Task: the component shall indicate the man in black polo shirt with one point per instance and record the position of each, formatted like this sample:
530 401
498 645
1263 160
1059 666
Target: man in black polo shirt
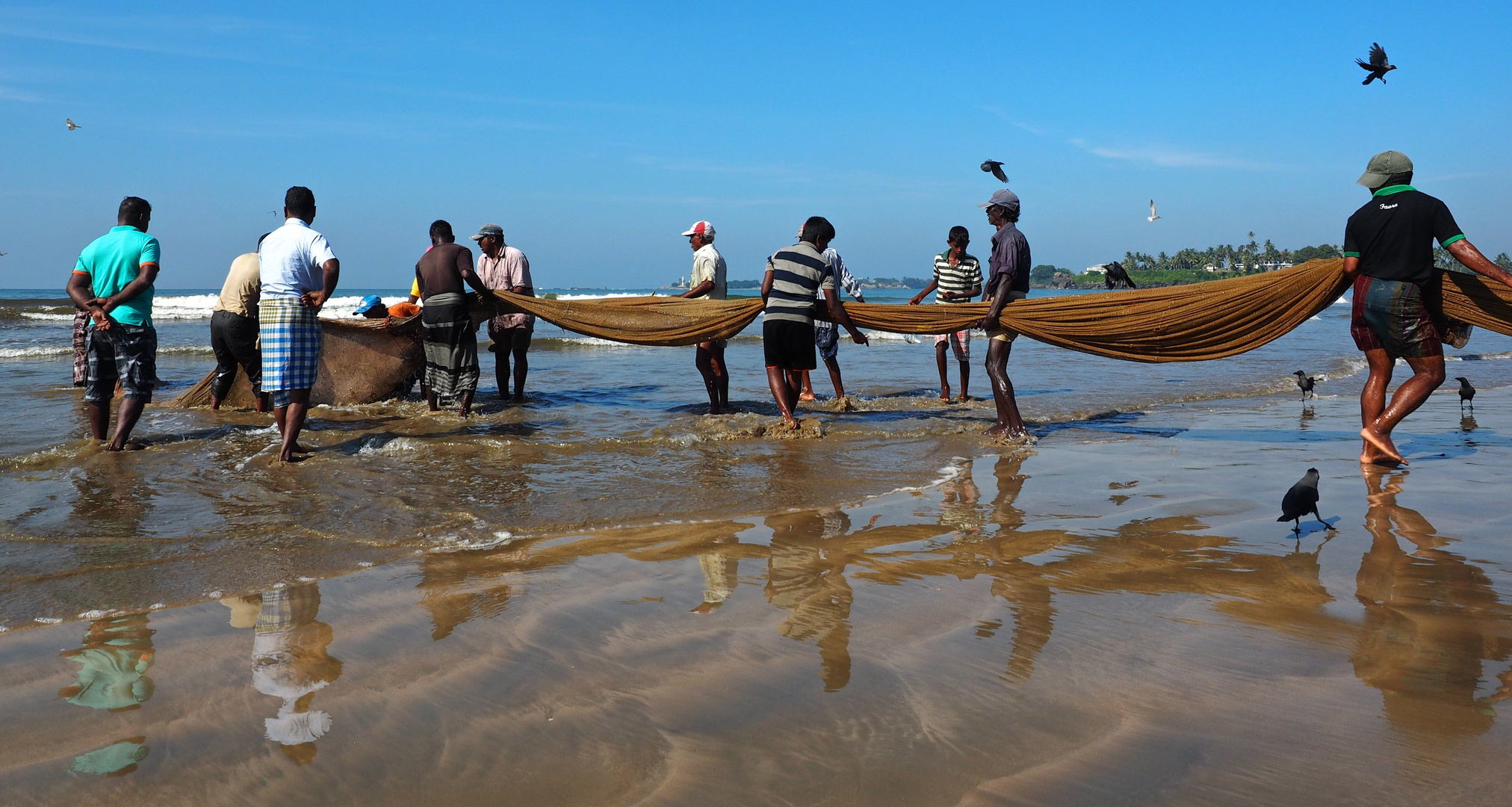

*DIRECTIONS FOR THIS TASK*. Each line holding "polo" should be copied from the material above.

*ANSWER SECTION*.
Task: the component shall indicate the man in black polo shirt with one point per instance and record the position of each, formatted like this sample:
Target: man in black polo shirt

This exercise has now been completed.